● **EXERCISE A**: From the dialect-quiz thread below, echo a passage word for word. Begin at the words "There were some" and stop after "(May 1, 2013)".

● **TEXT EXCERPT**:
# What's your dialect?



## arnie (Jan 24, 2012)

Take the test! http://www.nytimes.com/interactive/2013/12/20/sunday-review/dialect-quiz-map.html

Here's the map of my dialect:










There were some words I wasn't sure about which one to choose, so I'm impressed that it got my dialect so close. Apparently, I was actually born and raised in Flint, Michigan. Close enough. :stu

To post your map, take a screenshot with the Print Screen key:


----------



## moloko (May 1, 2013)

Well, if I were american now I know from where I would be. This is the result of learning English from school, movies, TV series and pc games. Missed some questions, I had no idea what they were about. Very cool test.


----------



## Steinerz (Jul 15, 2013)




----------



## UNRNDM1 (Jul 14, 2013)

Phone won't let me post it on here :-/ but I pretty much got New England/Boston in the red and orange areas, like I thought since I'm from there lol


----------



## tbyrfan (Feb 24, 2011)

(Coordinate annotation records)
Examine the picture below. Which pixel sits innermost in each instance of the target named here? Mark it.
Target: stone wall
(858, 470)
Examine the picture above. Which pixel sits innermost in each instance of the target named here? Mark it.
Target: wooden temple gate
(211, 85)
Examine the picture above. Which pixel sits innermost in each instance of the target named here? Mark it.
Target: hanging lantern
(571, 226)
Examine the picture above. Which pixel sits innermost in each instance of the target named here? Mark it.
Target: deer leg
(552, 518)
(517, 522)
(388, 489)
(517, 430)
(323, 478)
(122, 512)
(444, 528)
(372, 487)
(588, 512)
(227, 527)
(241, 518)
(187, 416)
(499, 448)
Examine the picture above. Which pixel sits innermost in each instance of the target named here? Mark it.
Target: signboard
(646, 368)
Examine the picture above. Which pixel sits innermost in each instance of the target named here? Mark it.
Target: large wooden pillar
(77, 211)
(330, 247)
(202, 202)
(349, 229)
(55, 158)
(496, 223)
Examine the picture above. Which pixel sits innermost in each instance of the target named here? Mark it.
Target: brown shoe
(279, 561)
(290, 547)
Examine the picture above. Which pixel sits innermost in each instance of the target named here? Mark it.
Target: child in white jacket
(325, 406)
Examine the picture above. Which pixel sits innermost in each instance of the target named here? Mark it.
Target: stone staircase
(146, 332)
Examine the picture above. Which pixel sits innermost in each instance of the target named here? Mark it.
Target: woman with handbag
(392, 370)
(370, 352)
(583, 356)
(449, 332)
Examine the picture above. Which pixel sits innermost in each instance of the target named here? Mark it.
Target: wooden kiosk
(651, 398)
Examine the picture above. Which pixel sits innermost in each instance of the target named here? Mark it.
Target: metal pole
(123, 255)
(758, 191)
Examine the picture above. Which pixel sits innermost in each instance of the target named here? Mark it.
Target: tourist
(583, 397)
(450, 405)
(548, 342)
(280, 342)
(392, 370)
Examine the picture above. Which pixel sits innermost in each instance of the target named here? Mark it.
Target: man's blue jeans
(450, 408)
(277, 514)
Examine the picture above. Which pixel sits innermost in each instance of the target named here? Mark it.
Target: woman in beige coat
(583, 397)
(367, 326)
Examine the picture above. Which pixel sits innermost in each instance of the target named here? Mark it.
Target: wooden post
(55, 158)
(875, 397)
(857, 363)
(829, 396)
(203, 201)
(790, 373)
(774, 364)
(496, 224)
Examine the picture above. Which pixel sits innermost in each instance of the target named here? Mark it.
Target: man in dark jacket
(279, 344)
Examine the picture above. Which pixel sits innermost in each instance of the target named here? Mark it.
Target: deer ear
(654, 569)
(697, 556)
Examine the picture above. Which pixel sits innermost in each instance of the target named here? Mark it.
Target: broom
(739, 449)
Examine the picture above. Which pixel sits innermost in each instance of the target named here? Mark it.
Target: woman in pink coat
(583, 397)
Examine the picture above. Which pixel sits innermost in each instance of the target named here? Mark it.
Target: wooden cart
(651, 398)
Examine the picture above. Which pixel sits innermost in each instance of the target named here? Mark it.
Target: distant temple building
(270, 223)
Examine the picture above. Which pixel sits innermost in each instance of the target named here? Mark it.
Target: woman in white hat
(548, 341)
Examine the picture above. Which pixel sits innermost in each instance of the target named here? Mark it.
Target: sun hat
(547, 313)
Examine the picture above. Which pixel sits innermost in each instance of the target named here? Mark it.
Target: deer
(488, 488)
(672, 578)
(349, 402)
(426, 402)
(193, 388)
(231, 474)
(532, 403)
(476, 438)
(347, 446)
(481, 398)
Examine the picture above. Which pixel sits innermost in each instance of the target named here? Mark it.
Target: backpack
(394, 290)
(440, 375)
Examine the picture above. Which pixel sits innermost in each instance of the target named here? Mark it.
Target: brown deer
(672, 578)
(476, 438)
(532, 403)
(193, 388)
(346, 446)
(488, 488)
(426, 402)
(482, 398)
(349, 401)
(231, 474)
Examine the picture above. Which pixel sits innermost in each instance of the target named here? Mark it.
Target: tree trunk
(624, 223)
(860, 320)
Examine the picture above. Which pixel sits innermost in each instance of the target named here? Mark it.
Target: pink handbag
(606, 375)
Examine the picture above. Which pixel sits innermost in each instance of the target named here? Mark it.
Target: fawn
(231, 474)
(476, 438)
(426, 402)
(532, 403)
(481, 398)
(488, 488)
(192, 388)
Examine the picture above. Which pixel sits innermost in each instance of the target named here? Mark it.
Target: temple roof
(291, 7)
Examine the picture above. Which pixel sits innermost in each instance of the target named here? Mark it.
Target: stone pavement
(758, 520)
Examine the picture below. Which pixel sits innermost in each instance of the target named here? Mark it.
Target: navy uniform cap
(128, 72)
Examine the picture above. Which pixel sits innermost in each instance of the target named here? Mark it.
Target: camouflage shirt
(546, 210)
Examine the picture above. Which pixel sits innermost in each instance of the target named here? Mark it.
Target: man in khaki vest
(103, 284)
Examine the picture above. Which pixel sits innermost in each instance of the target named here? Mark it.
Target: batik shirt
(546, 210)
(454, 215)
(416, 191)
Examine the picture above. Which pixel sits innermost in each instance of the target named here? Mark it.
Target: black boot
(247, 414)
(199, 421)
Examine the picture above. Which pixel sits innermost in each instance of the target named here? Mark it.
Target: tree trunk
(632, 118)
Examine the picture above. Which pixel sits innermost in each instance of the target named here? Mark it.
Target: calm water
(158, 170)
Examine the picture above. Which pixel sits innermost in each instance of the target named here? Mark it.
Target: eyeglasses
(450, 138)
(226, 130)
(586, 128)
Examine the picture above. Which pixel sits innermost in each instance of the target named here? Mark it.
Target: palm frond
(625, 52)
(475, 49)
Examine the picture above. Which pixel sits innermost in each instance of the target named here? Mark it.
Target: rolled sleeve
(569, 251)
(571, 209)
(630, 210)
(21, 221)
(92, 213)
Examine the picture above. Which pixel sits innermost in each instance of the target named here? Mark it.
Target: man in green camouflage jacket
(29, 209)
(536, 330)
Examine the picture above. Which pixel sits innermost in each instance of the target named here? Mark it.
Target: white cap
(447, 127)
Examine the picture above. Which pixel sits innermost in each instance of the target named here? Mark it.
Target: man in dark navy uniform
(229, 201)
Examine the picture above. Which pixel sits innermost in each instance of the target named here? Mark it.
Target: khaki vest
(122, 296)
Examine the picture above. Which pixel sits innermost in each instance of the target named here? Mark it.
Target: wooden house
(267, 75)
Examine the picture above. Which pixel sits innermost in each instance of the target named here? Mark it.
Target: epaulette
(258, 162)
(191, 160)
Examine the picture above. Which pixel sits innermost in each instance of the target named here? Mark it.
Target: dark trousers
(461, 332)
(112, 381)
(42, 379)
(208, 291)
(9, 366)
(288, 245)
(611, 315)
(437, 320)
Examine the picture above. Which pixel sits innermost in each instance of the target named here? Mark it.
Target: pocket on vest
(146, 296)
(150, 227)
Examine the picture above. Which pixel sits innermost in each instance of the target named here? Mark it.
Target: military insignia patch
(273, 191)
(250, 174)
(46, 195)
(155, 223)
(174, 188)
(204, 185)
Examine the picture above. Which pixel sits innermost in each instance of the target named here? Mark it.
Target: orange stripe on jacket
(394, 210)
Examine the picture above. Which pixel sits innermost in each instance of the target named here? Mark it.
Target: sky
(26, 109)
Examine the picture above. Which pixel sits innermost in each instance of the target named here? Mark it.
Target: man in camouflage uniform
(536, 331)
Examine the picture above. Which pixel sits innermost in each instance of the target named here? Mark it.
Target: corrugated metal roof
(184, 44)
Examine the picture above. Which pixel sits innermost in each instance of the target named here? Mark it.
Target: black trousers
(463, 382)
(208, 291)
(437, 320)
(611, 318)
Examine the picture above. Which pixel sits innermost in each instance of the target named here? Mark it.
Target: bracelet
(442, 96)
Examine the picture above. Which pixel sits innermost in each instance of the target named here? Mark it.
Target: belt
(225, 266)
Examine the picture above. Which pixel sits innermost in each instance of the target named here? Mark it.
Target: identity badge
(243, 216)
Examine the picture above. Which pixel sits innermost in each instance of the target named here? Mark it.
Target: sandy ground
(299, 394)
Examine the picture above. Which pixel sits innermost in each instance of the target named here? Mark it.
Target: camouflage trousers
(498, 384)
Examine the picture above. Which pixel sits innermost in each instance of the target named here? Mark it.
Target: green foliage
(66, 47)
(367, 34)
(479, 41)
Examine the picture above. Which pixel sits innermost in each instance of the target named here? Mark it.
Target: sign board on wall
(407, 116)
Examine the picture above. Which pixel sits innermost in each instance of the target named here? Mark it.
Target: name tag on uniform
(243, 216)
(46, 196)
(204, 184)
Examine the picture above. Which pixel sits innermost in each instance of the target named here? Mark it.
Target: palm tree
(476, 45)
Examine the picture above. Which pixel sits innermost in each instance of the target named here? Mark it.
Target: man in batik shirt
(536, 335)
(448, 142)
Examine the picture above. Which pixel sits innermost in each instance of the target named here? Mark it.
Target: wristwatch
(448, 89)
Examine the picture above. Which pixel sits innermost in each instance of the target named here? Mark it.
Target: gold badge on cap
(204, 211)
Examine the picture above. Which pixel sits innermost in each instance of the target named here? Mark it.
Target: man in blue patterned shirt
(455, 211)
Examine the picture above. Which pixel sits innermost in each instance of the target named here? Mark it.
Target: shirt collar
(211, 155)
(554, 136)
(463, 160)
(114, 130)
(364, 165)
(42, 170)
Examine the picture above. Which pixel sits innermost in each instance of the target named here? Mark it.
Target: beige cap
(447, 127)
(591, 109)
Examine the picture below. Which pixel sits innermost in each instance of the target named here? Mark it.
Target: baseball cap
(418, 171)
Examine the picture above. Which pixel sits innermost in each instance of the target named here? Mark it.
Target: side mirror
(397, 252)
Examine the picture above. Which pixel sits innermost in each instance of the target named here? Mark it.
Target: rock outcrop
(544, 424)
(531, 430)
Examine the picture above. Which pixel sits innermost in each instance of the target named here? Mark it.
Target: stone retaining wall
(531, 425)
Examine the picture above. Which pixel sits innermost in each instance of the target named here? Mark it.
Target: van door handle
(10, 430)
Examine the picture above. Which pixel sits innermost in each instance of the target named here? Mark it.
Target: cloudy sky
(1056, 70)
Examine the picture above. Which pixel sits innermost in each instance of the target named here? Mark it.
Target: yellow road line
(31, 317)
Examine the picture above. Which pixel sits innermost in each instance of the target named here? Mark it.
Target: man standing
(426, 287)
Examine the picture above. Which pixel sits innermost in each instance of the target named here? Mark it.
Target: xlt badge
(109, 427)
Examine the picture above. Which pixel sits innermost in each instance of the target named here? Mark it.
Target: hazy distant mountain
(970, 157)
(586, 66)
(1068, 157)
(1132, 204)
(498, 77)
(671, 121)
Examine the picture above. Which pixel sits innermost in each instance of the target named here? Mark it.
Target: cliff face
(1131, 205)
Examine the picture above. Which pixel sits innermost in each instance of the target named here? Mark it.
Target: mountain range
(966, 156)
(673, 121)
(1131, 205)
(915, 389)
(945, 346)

● **EXERCISE B**: Report every line of the records above that contains the string "badge", matching case exactly.

● **EXERCISE SOLUTION A**:
There were some words I wasn't sure about which one to choose, so I'm impressed that it got my dialect so close. Apparently, I was actually born and raised in Flint, Michigan. Close enough. :stu

To post your map, take a screenshot with the Print Screen key:


----------



## moloko (May 1, 2013)

● **EXERCISE SOLUTION B**:
Target: identity badge
Target: gold badge on cap
Target: xlt badge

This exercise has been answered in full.